● Supplied text:
Last Thursday, two friends and I took advantage of the holiday to visit Oyamazaki Sanso, or, officially: The Asahi Beer Oyamazaki Villa Museum of Art. It is located on a hillside in the south-western part of Kyoto, overlooking the place where the rivers Kizu, Uji, and Katsura merge. The villa consists of a number of buildings in a more than 16000 m2 large garden, which alone is worth a visit, in particular now.
The main house was built in the Taisho era (about 100 years ago) and was subsequently enlarged. It has an obvious Western feeling to it, but even so, there are many features that are reminiscent of Japanese style: enormous wooden beams (one square one with a side length of 50cm) support the ceilings, and the entrance and second floor have high ceilings where the roof structure can be seen, there are little ornaments featuring bamboos… But mainly, the house is Western style: there are two large terraces on the second floor, together with a very modern looking guest bathroom with beige tiles that even features fixtures for hot water. The ground floor sports a large dining room and parlour with enormous fireplace, and out into the back, there is an airy corridor with lots of windows that once led to a greenhouse for orchids.
This main house was built as a country villa for Shotaro Kaga, a wealthy businessman from Osaka. He had many interests, like cultivating orchids and drawing pictures of them, and he was also involved in the founding of Nikka Whisky Distilling. A close friend of his was Tamesaburo Yamamoto, the first president of the Asahi Breweries. After the death of Kaga and his wife, the house changed hands a number of times, but eventually fell into disrepair. By the mid 1980s, the house was slated for demolition to make room for luxury apartments, but the locals could convince Asahi Breweries to buy and renovate the Oyamazaki Sanso.

● Entries:

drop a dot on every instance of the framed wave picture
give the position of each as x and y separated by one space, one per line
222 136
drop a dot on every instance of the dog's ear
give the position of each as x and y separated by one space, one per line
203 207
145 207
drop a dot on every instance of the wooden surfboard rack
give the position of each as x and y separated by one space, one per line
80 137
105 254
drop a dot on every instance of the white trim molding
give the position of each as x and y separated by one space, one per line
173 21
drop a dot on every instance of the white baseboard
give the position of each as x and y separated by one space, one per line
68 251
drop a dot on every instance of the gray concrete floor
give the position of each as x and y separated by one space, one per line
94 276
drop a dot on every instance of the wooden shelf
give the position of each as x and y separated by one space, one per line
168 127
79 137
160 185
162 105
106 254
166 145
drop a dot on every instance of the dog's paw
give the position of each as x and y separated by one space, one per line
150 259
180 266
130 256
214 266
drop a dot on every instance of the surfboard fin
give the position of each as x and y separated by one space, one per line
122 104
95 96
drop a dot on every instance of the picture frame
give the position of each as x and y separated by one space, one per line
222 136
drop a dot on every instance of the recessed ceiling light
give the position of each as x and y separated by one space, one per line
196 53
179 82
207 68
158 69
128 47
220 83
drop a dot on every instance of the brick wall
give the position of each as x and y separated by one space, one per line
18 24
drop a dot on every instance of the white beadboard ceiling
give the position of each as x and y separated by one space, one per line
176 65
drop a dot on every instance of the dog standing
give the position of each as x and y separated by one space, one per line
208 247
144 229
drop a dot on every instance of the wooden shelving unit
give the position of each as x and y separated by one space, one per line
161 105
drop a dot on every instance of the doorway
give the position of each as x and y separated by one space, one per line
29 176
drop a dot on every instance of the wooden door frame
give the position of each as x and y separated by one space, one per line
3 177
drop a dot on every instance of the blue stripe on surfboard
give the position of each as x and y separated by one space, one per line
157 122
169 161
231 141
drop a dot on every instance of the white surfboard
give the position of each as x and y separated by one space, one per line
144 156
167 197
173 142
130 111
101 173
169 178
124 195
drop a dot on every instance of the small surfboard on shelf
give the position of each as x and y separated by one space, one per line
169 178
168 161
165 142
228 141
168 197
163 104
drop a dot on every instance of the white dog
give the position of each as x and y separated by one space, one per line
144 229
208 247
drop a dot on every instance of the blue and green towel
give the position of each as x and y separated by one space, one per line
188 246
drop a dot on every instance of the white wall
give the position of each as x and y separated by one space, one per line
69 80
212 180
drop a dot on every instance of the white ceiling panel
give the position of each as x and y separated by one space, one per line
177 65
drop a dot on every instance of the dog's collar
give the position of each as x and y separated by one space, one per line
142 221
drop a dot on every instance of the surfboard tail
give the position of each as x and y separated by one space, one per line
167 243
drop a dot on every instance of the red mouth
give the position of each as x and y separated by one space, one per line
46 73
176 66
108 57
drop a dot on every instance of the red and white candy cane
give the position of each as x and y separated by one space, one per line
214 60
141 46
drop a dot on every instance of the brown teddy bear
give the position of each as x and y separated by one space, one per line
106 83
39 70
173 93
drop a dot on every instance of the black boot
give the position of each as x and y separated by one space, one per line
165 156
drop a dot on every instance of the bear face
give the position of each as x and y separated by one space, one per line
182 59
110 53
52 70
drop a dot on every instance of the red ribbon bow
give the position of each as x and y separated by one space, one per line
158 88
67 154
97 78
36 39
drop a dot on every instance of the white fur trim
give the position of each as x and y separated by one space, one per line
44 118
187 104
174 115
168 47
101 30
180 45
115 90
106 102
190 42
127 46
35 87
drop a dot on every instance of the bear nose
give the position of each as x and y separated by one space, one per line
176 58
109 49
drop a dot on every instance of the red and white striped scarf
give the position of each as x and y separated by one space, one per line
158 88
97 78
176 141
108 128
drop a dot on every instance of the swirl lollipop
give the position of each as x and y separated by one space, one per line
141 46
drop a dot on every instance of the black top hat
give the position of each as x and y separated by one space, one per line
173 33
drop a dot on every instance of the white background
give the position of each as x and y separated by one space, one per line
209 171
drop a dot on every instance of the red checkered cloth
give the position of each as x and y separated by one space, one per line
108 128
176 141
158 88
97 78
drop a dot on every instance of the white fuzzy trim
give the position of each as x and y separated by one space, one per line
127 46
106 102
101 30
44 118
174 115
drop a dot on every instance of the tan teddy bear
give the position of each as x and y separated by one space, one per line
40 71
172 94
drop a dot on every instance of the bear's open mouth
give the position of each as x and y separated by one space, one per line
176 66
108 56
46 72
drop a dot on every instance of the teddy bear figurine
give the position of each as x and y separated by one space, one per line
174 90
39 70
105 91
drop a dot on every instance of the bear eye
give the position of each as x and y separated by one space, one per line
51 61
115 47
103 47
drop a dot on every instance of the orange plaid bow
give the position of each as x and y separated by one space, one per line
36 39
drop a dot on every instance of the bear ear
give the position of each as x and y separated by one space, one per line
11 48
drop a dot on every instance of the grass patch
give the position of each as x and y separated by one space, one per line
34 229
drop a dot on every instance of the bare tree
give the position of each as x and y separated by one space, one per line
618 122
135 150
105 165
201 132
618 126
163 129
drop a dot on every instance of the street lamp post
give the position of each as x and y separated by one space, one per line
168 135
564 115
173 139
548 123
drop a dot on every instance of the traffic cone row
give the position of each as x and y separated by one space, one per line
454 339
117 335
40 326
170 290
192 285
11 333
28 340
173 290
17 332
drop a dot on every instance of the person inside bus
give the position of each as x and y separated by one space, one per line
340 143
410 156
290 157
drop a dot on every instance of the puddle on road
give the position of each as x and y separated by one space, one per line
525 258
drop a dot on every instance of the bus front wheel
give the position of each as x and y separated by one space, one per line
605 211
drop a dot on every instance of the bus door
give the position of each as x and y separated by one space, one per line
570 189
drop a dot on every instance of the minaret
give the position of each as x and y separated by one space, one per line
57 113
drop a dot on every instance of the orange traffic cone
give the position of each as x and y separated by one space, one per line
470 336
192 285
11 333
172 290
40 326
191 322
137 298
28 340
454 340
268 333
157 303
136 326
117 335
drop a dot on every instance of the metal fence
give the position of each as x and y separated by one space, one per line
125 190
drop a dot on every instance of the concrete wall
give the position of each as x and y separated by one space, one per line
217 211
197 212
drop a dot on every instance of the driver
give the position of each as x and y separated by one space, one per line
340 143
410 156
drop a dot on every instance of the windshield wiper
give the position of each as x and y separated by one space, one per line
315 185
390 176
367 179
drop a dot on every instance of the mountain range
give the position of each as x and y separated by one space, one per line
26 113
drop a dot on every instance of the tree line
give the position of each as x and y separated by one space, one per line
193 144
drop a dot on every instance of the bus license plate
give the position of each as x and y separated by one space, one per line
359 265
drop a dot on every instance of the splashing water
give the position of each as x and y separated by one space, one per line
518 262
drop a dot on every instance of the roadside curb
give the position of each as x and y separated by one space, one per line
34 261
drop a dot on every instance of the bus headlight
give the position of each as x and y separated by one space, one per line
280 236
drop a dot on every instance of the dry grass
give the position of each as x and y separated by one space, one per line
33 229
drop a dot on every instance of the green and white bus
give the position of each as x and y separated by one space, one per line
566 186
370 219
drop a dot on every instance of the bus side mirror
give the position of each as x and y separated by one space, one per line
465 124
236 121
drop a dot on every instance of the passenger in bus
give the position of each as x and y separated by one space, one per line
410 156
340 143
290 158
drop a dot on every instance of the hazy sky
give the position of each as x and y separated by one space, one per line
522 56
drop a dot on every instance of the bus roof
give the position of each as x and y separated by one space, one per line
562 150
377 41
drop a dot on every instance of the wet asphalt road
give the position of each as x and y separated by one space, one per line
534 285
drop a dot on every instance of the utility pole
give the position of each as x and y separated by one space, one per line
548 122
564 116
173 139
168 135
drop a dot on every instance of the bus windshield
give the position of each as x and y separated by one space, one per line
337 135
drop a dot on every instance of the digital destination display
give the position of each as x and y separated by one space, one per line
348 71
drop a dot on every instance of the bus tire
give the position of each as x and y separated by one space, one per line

● Short problem 1:
Collect every line of the records that contains the string "green".
● Short problem 2:
Extend the Oyamazaki Sanso piece, starting right after its last sentence.
The Oyamazaki Sanso piece and the records have nothing to do with each other.

● Exercise result 1:
drop a dot on every instance of the blue and green towel
drop a dot on every instance of the green and white bus

● Exercise result 2:
The old buildings were renovated, and two new buildings that now serve as the main museum were added. Designed by Japanese architect Tadao Ando, they are so well integrated into the site that they are all but inconspicuous when approaching the main building. The whole museum now contains the main house, a watchtower (from where Kaga watched the main house being built), two tea houses, a rest house (originally a garage) and the modern jewelry box and dream box museum annexes. The museum opened in 1996, and the old buildings were designated as Registered Tangible Cultural Properties in 2004.
The museum shows various special exhibitions during the year, and it also shows pieces from the Yamamoto collection of art, collected by the first president of Asahi Breweries who was interested in the Mingei Movement that focused on folk art. The underground jewelry box, a small, round single room shows parts of the permanent collection, in particular some of Monet’s Water Lilies paintings. This was quite a surprise to me, mostly because the museum is so small. I now found out that Monet had painted some 250 versions of the Water Lilies, but still, that there are three of those paintings in such a small museum is quite a feat I think.
As mentioned above, the museum lies in an enormous garden on a hillside. Especially now during the koyo, the garden is lovely – and it can be visited for free, by the way! Of course there are the obligatory Japanese lanterns and little bridges over the water, and right next to the entrance to the jewely box with the Water Lilies paintings there is – a waterlily pond. The pond with the carp next to the corridor that once led to the greenhouse was my personal favourite spot.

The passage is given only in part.